Start of Given information

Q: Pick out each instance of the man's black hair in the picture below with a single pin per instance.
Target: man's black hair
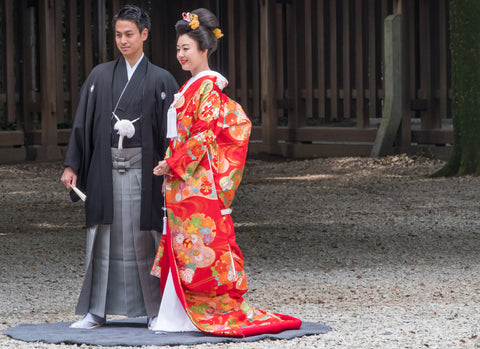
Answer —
(133, 13)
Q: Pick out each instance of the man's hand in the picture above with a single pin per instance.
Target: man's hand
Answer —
(162, 168)
(69, 178)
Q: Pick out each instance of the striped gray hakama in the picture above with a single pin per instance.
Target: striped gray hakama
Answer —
(120, 256)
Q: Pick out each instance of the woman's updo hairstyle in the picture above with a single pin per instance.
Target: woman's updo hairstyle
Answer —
(205, 32)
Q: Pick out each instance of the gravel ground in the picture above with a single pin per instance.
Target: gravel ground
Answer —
(386, 256)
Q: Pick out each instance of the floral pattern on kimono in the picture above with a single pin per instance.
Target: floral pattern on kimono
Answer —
(207, 160)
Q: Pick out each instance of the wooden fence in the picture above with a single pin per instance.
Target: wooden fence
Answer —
(308, 72)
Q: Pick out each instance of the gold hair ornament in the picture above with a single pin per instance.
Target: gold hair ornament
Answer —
(217, 32)
(192, 20)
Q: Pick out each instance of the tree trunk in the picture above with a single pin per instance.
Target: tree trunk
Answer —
(465, 51)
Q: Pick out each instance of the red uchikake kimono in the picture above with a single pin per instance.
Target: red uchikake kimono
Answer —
(207, 160)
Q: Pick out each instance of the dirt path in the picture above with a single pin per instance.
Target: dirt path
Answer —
(374, 248)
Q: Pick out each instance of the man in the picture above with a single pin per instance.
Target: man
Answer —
(117, 137)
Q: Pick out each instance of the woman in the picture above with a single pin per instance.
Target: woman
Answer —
(198, 261)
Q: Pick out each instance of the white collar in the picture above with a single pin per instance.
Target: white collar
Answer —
(131, 70)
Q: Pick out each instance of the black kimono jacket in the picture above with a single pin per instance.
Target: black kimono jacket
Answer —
(89, 147)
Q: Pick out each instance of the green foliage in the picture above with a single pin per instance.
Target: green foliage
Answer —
(465, 51)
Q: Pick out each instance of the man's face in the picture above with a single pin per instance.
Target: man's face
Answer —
(129, 39)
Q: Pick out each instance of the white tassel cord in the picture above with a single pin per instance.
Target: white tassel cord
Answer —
(124, 129)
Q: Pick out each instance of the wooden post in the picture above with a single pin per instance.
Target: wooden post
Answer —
(48, 96)
(269, 105)
(10, 61)
(72, 55)
(393, 109)
(404, 136)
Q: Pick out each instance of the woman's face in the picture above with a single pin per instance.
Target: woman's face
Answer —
(189, 55)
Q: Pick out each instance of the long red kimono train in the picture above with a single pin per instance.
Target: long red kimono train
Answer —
(207, 160)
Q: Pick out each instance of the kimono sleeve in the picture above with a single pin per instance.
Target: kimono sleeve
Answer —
(185, 160)
(79, 149)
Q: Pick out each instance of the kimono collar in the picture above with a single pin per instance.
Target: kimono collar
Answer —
(221, 80)
(131, 70)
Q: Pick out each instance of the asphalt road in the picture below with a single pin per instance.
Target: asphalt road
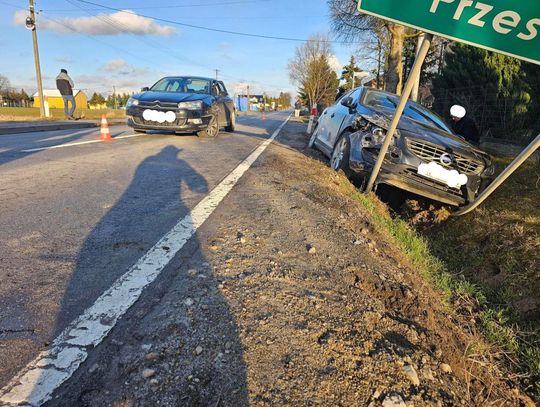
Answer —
(73, 218)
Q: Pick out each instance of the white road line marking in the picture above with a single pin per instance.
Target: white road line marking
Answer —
(79, 143)
(35, 384)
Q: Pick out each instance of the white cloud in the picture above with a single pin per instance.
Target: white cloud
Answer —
(121, 67)
(115, 65)
(122, 22)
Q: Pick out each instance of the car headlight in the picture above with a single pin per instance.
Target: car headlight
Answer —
(378, 135)
(374, 137)
(132, 102)
(197, 105)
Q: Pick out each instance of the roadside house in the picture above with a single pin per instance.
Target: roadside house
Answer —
(55, 99)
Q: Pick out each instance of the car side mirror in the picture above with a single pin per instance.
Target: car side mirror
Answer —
(349, 102)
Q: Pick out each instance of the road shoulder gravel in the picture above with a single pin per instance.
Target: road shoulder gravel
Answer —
(288, 296)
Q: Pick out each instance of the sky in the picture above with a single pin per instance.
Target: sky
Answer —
(103, 49)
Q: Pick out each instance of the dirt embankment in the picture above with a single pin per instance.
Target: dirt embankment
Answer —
(290, 297)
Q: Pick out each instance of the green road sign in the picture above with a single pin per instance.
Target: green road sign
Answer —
(509, 27)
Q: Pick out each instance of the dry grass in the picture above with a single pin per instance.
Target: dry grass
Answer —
(497, 250)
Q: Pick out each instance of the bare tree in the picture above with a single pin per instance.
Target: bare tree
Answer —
(350, 25)
(5, 85)
(311, 71)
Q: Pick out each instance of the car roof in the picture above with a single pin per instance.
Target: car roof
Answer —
(188, 76)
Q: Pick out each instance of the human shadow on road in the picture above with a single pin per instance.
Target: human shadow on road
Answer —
(177, 327)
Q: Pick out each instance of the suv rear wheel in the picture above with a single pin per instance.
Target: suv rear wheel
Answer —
(341, 154)
(232, 125)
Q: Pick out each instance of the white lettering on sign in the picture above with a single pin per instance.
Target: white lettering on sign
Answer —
(509, 18)
(484, 10)
(461, 6)
(533, 32)
(504, 22)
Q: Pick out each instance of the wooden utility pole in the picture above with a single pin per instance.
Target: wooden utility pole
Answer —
(413, 77)
(32, 26)
(416, 87)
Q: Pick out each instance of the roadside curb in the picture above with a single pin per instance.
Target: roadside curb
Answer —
(54, 127)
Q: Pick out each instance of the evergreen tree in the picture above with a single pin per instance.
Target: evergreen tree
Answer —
(490, 86)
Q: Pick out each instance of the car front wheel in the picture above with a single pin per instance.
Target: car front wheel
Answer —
(341, 154)
(212, 130)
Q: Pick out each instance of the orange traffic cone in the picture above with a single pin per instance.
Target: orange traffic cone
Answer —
(105, 132)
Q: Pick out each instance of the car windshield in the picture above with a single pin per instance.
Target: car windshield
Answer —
(389, 102)
(182, 85)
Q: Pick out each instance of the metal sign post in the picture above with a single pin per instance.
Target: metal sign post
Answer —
(31, 24)
(509, 27)
(520, 159)
(413, 77)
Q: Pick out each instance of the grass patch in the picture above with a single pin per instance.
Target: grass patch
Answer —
(501, 241)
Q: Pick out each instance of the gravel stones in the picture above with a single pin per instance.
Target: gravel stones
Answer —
(411, 374)
(148, 373)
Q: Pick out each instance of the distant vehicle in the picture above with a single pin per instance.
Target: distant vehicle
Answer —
(425, 156)
(183, 105)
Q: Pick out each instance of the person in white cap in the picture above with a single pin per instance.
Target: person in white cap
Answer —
(463, 125)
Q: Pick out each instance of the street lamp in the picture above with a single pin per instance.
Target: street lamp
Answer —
(31, 25)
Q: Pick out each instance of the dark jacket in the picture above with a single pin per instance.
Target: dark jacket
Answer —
(467, 129)
(64, 84)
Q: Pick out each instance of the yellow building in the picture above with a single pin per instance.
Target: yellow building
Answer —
(56, 102)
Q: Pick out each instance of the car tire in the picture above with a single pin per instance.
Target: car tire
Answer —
(341, 154)
(232, 126)
(212, 130)
(313, 138)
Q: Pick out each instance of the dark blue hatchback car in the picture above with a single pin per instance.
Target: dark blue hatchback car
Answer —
(183, 105)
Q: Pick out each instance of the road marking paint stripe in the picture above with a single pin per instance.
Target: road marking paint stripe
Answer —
(79, 143)
(35, 384)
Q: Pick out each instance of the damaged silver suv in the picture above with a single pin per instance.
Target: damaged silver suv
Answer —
(425, 156)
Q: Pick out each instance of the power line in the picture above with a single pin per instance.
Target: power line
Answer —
(243, 34)
(224, 3)
(153, 62)
(168, 51)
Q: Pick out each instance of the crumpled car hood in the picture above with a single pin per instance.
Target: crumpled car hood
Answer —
(411, 128)
(172, 97)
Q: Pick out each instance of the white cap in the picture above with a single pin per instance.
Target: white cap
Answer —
(458, 111)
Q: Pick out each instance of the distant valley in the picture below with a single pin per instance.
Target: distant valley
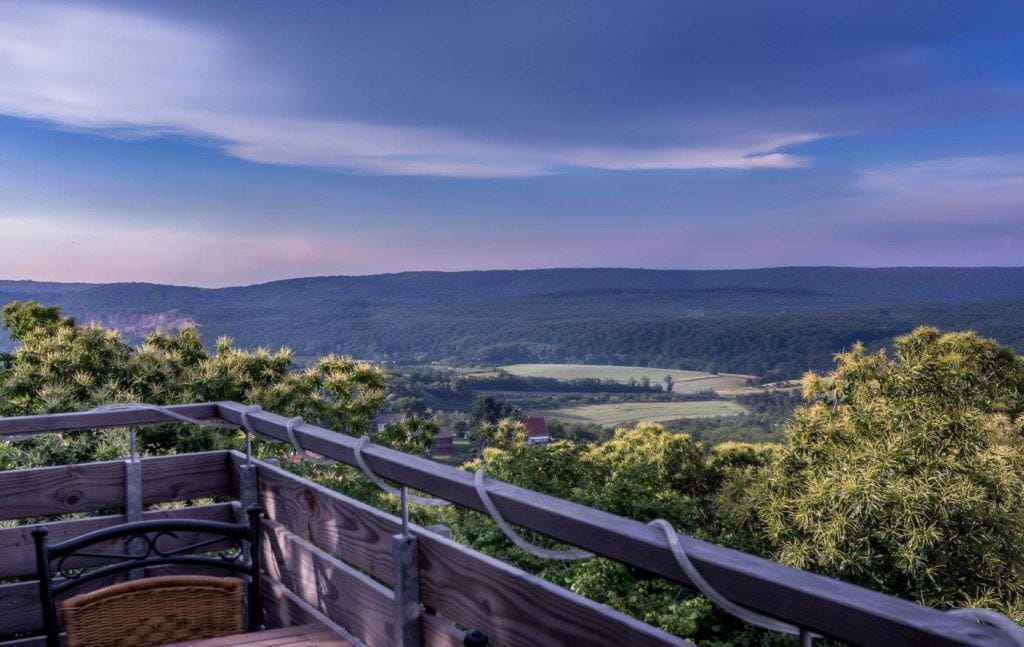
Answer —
(773, 322)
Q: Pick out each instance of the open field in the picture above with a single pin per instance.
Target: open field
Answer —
(686, 381)
(621, 413)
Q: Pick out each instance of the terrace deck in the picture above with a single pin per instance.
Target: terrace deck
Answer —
(334, 562)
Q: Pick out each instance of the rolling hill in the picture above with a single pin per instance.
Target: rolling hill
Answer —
(774, 322)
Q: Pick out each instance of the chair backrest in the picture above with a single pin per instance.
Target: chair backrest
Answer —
(235, 548)
(155, 611)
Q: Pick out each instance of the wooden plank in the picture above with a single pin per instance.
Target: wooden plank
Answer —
(364, 532)
(55, 490)
(348, 597)
(184, 476)
(17, 552)
(299, 636)
(32, 641)
(89, 486)
(32, 425)
(827, 606)
(512, 606)
(285, 608)
(439, 632)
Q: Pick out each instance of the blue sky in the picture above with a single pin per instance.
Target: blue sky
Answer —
(224, 143)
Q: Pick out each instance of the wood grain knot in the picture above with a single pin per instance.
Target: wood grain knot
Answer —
(309, 499)
(72, 498)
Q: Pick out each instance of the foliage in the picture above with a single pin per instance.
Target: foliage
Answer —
(413, 434)
(902, 474)
(60, 367)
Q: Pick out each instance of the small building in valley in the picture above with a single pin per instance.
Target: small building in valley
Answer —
(537, 430)
(443, 442)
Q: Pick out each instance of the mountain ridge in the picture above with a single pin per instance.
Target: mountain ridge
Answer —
(772, 321)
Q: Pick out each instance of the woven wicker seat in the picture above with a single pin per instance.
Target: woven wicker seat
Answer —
(155, 611)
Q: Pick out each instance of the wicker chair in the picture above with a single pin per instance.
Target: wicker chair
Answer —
(153, 610)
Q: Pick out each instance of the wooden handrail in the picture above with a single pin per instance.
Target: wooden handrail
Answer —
(34, 425)
(824, 605)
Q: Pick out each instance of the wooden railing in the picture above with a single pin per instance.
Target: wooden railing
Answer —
(340, 541)
(95, 487)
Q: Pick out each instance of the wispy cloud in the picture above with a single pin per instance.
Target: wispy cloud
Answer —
(120, 73)
(957, 188)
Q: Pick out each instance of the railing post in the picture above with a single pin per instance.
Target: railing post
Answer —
(133, 498)
(404, 550)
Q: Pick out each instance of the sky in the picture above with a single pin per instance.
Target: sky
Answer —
(237, 142)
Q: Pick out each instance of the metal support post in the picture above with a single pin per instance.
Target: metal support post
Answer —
(407, 581)
(133, 499)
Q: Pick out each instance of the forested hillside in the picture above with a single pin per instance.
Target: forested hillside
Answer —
(773, 322)
(901, 471)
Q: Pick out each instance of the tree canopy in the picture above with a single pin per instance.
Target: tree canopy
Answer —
(902, 474)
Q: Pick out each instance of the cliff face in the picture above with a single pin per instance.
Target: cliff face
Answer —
(142, 324)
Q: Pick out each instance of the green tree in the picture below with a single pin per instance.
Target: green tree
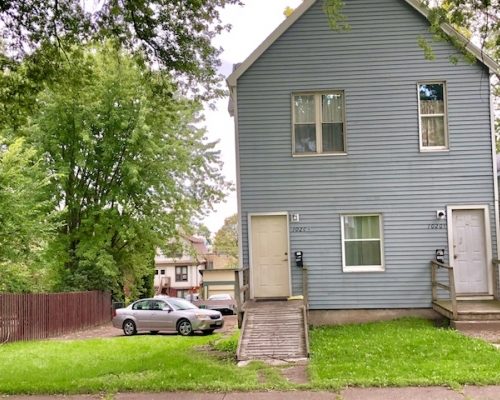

End of Given information

◆ **Exercise details**:
Turn the data, from the line containing "Q: Pick out each instance of the forested" through the end, into a numbered list with blank lines left out. Omit the pictures.

◆ **Solution**:
1. Q: Pick out each instance of the forested hillside in the picture above with a single pin per instance.
2. Target: forested hillside
3. Answer —
4. (773, 322)
5. (901, 471)
6. Q: Pick out each instance of the tree canopy in the picture above with a single pin per instance.
7. Target: tree canopy
8. Answer —
9. (902, 474)
10. Q: Pick out each instance of the cliff face in the picture above with a single pin per instance.
11. Target: cliff face
12. Answer —
13. (142, 324)
14. Q: Pick out each instance of the green tree in the picture below with a single pin per instance.
15. Target: green tree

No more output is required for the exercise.